- What you have to do
Go line by line through the entries below and count those containing the string "single"; give only the count.

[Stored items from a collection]
BEGIN

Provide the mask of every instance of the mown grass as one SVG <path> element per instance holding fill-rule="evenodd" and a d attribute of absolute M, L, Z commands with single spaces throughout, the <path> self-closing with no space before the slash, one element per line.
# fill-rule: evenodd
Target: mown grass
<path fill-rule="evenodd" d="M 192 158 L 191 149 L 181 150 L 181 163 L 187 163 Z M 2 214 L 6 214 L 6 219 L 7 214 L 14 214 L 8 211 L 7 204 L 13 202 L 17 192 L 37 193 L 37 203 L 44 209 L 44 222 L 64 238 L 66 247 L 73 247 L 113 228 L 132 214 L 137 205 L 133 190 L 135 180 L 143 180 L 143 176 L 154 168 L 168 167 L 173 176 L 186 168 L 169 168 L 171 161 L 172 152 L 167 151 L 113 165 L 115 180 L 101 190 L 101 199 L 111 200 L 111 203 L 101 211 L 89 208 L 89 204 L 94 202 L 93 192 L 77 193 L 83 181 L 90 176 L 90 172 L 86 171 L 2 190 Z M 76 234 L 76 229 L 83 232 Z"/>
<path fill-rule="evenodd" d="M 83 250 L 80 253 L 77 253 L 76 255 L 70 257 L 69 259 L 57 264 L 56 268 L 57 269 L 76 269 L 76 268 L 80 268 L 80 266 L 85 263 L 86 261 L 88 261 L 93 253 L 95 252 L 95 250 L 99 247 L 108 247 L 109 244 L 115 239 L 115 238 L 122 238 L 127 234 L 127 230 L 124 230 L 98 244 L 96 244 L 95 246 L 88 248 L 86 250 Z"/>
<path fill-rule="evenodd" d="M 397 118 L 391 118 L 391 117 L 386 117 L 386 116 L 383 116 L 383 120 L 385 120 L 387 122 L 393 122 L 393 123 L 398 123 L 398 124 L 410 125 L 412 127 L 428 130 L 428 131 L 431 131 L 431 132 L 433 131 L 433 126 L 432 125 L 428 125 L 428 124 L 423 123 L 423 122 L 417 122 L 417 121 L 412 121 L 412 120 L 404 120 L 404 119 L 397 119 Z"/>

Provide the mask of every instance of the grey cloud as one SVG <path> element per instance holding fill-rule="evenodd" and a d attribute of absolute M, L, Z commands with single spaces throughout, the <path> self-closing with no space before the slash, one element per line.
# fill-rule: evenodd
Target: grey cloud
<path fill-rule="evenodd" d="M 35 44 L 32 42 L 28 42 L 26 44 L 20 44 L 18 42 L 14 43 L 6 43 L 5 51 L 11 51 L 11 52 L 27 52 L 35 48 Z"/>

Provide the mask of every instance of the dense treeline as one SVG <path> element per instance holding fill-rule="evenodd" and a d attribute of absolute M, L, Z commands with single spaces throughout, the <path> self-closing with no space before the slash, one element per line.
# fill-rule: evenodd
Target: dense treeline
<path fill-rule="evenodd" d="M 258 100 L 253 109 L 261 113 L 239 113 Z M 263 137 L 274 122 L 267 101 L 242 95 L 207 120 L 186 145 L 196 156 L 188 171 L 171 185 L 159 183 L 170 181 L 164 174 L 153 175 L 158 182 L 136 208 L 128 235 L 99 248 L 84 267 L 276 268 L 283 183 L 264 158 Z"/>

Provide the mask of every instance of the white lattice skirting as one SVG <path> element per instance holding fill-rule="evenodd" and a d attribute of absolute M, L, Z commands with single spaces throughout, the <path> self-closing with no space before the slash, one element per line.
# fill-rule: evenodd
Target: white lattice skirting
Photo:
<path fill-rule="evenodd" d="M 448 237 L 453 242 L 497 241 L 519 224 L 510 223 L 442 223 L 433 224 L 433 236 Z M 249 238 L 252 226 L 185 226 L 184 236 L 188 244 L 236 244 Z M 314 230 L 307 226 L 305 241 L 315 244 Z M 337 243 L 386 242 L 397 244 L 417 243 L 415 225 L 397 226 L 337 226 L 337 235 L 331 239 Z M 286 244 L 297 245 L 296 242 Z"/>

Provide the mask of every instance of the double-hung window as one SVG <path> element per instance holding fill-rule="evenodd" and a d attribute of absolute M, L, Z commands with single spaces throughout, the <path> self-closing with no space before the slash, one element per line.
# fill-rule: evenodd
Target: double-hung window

END

- The completed task
5